*Aangeleverde tekst*
• • • •

ECLI:NL:RBDHA:2022:15953

Rechtbank Den Haag

Datum uitspraak
11 augustus 2022
Publicatiedatum
9 juni 2023
Zaaknummer
AWB - 22 _ 4024
Instantie
Rechtbank Den Haag
Type
Uitspraak
Rechtsgebied
Bestuursrecht
Procedures
  • Voorlopige voorziening
Rechters
Vindplaatsen
  • Rechtspraak.nl
AI samenvatting door LexboostAutomatisch gegenereerd

Afwijzing verzoek voorlopige voorziening voor vergunning groutankers woningbouwproject

In deze zaak heeft de voorzieningenrechter van de Rechtbank Den Haag op 11 augustus 2022 uitspraak gedaan op het verzoek om een voorlopige voorziening van [verzoekster] B.V. tegen de minister van Infrastructuur en Milieu en de directeur Projecten van Prorail B.V. Verzoekster had een vergunning aangevraagd voor het plaatsen en achterlaten van groutankers ten behoeve van het woningbouwproject Upp Living te Alphen aan den Rijn. De aanvraag werd afgewezen, wat leidde tot bezwaar en het verzoek om een voorlopige voorziening. Verzoekster stelde dat zij vanaf 16 augustus 2022 de groutankers wilde aanbrengen en dat vertraging zou leiden tot aanzienlijke financiële schade. De voorzieningenrechter oordeelde echter dat het spoedeisend belang onvoldoende was onderbouwd en dat de door verzoekster aangedragen belangen voornamelijk financieel van aard waren. Dit voldeed niet aan de vereisten voor het treffen van een voorlopige voorziening. Bovendien was er geen evident onrechtmatig besluit vastgesteld, aangezien de benodigde toestemmingen voor het bouwproject niet allemaal aanwezig waren. De voorzieningenrechter wees het verzoek om een voorlopige voorziening af, zonder proceskostenveroordeling.

• • • •

*Ruwe gegevens*

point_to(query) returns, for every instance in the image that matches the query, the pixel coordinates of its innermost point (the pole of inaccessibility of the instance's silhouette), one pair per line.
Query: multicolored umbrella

• • • •

*Voer uit*
Ga verder met de tekst over de uitspraak rond de groutankers voor Upp Living, te beginnen direct na de laatste zin ervan.

*Schriftelijk antwoord*
Uitspraak

Rechtbank DEN Haag
Bestuursrecht
zaaknummer: SGR 22/4024 BESLU
uitspraak van de voorzieningenrechter van 11 augustus 2022 op het verzoek om voorlopige voorziening van

[verzoekster] B.V., te [vestigingsplaats], verzoekster

(gemachtigde mr. D.G. Lasschuit),
tegen
de minister van Infrastructuur en Milieu; de directeur Projecten van Prorail B.V., verweerder
(gemachtigde: mr. T.N. Sanders).

Procedureverloop

Verzoekster heeft op 14 april 2022 een aanvraag ingediend voor een vergunning [1] die ziet op het plaatsen en achterlaten van groutankers ten behoeve van het woningbouwproject Upp Living te Alphen aan den Rijn (geocode 623, spoor KM 017.700-017.800). Dit betreft aanvraagnummer Z2022-000353/4007810 (aanvraag 1).
Verzoekster heeft voorts een vergunningaanvraag gedaan voor het monitoren van het hoofdspoor (aanvraagnummer Z2022-000473/4007946, aanvraag 2).
Bij besluit van 21 juni 2022 (het primaire besluit) heeft verweerder aanvraag 1 afgewezen en als gevolg daarvan is ook aanvraag 2 afgewezen.
Verzoekster heeft bezwaar gemaakt tegen dit besluit. Voorts heeft zij de voorzieningenrechter verzocht om een voorlopige voorziening te treffen.
Verweerder heeft een verweerschrift ingediend.

Overwegingen

1. De voorzieningenrechter ziet aanleiding om uitspraak te doen met toepassing van artikel 8:83, derde lid, van de Awb.
Spoedeisend belang
2.1.
Verzoekster heeft als spoedeisend belang aangevoerd dat zij volgens haar planning vanaf 16 augustus 2022 de betreffende groutankers wenst aan te brengen en dat daarna vervolgwerkzaamheden kunnen worden uitgevoerd. Indien zij dit niet tijdig kan doen, dan zal haar nieuwbouwproject ernstige vertraging oplopen met alle kosten en schade van dien.
Bij brief van 13 juli 2022 heeft de griffier verzoekster verzocht aan de hand van financiële stukken het gestelde spoedeisend belang te onderbouwen.
Verzoekster heeft bij brief van 14 juli 2022 nogmaals gewezen op haar planning en meegedeeld dat vervolgstappen in het bouwproces vertraging zullen oplopen, waardoor uiteindelijk de overeengekomen bouwtijd niet zal worden gehaald met schadeclaims en boetes van dien. Ook is het maar de vraag wanneer, als gevolg van vertraging, het benodigde materieel weer beschikbaar is, omdat dit materieel wordt ingezet bij andere bouwprocessen.
2.2.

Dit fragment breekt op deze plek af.